### INPUT RECORDS

★ ★ ★

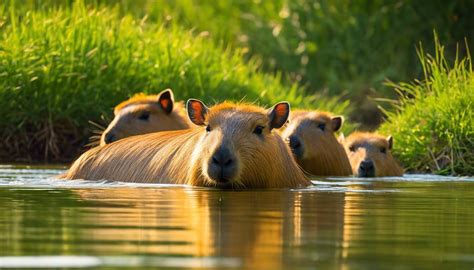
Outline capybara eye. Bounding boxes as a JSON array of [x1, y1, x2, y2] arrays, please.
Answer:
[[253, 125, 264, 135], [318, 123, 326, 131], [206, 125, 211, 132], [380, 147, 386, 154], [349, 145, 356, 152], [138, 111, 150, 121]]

★ ★ ★

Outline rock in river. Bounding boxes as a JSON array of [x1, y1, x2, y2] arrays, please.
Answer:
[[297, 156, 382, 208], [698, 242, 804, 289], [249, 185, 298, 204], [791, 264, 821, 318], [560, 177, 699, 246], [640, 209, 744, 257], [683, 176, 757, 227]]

★ ★ ★

### WORK REQUEST
Your task is to list each line of the records with the word "boxes".

### EXERCISE RESULT
Outline capybara eye. Bounding boxes as a JSON array of [x1, y1, x2, y2] arrays, please.
Outline rock in river. Bounding boxes as a JSON array of [x1, y1, x2, y2] arrays, please.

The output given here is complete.